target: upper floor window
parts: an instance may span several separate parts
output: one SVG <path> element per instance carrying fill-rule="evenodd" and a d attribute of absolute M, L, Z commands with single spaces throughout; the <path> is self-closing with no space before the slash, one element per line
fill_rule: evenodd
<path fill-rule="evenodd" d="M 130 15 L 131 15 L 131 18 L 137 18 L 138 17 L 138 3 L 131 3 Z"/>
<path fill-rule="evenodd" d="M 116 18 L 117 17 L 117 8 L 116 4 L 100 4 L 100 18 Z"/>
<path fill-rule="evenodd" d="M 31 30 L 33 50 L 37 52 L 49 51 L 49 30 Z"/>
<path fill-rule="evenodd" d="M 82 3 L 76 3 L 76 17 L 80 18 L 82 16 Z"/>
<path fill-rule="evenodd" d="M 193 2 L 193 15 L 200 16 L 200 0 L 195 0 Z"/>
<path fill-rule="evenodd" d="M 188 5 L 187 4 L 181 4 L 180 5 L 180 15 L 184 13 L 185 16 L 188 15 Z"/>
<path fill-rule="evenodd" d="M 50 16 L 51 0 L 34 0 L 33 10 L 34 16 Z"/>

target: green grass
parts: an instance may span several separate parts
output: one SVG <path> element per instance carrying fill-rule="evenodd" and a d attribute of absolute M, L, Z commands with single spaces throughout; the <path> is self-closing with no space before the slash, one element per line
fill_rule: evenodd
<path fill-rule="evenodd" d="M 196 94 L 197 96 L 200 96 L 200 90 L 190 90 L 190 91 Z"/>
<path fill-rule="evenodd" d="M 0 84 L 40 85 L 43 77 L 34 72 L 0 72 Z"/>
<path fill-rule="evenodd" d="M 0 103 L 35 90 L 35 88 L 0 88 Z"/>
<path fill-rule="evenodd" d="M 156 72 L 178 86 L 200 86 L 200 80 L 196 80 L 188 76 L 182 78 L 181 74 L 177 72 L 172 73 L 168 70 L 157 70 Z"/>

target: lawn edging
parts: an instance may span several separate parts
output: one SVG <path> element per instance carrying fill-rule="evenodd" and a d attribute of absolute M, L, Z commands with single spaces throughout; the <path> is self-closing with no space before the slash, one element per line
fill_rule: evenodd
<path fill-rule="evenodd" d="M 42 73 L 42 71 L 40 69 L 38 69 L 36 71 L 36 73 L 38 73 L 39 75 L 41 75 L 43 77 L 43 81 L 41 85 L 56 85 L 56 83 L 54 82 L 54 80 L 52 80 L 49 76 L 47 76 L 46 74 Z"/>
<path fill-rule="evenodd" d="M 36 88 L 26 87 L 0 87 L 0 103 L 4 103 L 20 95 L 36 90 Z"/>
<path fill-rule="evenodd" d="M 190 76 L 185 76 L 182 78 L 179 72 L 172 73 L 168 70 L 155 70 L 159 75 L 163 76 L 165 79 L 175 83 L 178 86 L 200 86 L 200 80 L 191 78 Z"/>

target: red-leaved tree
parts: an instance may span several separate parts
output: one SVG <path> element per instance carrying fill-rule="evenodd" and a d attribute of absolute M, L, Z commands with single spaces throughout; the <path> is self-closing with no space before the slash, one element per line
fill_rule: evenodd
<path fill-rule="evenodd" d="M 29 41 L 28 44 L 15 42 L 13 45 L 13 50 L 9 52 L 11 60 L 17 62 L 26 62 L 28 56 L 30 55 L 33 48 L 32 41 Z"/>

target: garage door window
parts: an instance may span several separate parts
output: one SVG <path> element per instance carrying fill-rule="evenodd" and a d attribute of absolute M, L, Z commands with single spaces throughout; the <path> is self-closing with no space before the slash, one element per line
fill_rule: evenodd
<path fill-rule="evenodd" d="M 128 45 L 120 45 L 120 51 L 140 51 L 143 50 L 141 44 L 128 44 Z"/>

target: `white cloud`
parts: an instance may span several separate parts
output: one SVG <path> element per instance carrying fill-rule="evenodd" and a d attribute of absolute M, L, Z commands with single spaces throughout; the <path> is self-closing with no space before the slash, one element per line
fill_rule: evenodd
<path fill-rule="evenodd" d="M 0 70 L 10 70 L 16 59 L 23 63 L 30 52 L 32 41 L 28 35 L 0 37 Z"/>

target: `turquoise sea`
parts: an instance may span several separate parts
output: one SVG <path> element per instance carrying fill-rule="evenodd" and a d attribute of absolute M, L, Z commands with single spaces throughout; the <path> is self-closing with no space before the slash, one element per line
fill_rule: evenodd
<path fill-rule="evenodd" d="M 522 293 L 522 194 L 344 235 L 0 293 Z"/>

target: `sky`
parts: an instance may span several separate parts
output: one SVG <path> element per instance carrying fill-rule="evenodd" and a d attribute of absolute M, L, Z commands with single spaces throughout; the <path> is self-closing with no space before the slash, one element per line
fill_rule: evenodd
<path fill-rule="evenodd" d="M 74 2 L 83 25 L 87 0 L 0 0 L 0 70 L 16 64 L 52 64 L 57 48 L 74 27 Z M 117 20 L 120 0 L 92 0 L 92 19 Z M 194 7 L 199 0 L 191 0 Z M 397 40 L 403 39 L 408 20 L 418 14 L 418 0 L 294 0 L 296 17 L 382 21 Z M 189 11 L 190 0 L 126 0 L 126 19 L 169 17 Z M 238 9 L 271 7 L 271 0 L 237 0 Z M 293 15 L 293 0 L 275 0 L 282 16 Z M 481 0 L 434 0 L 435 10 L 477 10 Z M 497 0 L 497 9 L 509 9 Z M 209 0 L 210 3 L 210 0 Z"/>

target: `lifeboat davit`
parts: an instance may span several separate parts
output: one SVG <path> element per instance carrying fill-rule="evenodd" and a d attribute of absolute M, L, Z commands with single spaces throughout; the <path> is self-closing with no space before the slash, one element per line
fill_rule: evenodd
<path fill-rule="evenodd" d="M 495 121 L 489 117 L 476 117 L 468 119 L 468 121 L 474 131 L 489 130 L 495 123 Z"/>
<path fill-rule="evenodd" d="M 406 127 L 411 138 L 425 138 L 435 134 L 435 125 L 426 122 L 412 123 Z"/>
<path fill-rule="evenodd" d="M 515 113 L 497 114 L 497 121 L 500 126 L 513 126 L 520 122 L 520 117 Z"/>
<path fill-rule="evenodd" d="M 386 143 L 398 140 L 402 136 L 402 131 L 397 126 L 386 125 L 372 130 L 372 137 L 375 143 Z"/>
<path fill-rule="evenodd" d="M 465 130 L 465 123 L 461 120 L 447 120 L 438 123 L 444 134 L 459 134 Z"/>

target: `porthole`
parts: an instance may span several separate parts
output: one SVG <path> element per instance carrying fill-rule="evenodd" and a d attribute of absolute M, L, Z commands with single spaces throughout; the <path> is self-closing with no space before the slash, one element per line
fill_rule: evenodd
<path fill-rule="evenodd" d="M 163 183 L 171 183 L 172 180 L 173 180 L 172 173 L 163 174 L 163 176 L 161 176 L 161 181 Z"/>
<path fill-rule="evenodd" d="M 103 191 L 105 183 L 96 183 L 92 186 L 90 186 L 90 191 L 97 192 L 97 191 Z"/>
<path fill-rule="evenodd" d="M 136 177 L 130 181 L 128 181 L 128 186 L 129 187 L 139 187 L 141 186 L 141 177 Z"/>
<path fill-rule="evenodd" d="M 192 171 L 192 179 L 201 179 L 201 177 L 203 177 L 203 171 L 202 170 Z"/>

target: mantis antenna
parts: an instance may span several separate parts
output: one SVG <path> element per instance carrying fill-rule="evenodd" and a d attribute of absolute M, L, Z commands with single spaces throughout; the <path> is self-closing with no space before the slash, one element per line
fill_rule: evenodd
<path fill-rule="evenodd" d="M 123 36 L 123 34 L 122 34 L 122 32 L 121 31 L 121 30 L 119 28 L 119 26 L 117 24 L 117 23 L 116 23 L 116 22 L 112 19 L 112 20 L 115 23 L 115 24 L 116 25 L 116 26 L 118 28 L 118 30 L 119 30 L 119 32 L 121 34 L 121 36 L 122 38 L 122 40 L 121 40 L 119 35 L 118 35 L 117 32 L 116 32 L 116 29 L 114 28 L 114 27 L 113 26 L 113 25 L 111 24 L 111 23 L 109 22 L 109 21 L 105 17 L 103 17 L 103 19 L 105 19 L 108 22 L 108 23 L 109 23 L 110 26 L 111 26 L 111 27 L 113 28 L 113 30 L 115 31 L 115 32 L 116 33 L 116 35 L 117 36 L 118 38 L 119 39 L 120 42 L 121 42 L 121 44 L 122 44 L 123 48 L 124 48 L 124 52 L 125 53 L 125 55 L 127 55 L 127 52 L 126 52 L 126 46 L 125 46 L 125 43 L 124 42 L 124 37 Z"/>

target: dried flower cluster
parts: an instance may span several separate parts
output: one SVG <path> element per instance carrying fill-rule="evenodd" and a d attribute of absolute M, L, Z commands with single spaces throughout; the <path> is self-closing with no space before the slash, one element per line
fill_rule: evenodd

Your goal →
Turn the part of the listing above that starts with the line containing "target: green grass" and ends with the line containing "29 41 L 28 44" into a Markdown table with columns Number and Line. Give each line its own row, numbered in order, and leave out blank lines.

Task result →
| Number | Line |
|---|---|
| 1 | target: green grass |
| 2 | parts: an instance may span several separate parts |
| 3 | output: one SVG <path> element per instance carrying fill-rule="evenodd" and a d attribute of absolute M, L, Z commands with single spaces throughout; the <path> is self-closing with no space before the slash, one element per line |
| 4 | fill_rule: evenodd |
| 5 | <path fill-rule="evenodd" d="M 196 94 L 197 96 L 200 96 L 200 90 L 190 90 L 190 91 Z"/> |
| 6 | <path fill-rule="evenodd" d="M 0 84 L 40 85 L 43 77 L 34 72 L 0 72 Z"/> |
| 7 | <path fill-rule="evenodd" d="M 0 103 L 35 90 L 35 88 L 0 88 Z"/> |
| 8 | <path fill-rule="evenodd" d="M 156 72 L 178 86 L 200 86 L 200 80 L 196 80 L 188 76 L 182 78 L 181 74 L 177 72 L 172 73 L 168 70 L 157 70 Z"/> |
| 9 | target: lawn edging |
| 10 | parts: an instance may span several separate parts |
| 11 | output: one SVG <path> element per instance carrying fill-rule="evenodd" and a d attribute of absolute M, L, Z commands with single spaces throughout; the <path> is self-closing with no space before the slash, one element per line |
| 12 | fill_rule: evenodd |
| 13 | <path fill-rule="evenodd" d="M 42 73 L 42 71 L 40 69 L 38 69 L 36 71 L 36 73 L 38 73 L 39 75 L 41 75 L 43 77 L 43 81 L 41 85 L 56 85 L 56 83 L 54 82 L 54 80 L 52 80 L 49 76 L 47 76 L 46 74 Z"/> |
| 14 | <path fill-rule="evenodd" d="M 36 88 L 26 87 L 0 87 L 0 103 L 4 103 L 20 95 L 36 90 Z"/> |
| 15 | <path fill-rule="evenodd" d="M 190 76 L 185 76 L 182 78 L 179 72 L 172 73 L 168 70 L 155 70 L 159 75 L 163 76 L 165 79 L 175 83 L 178 86 L 200 86 L 200 80 L 191 78 Z"/> |
| 16 | target: red-leaved tree |
| 17 | parts: an instance may span several separate parts |
| 18 | output: one SVG <path> element per instance carrying fill-rule="evenodd" and a d attribute of absolute M, L, Z commands with single spaces throughout; the <path> is self-closing with no space before the slash, one element per line |
| 19 | fill_rule: evenodd |
| 20 | <path fill-rule="evenodd" d="M 29 41 L 28 44 L 15 42 L 13 45 L 13 50 L 9 52 L 11 60 L 17 62 L 26 62 L 28 56 L 30 55 L 33 48 L 32 41 Z"/> |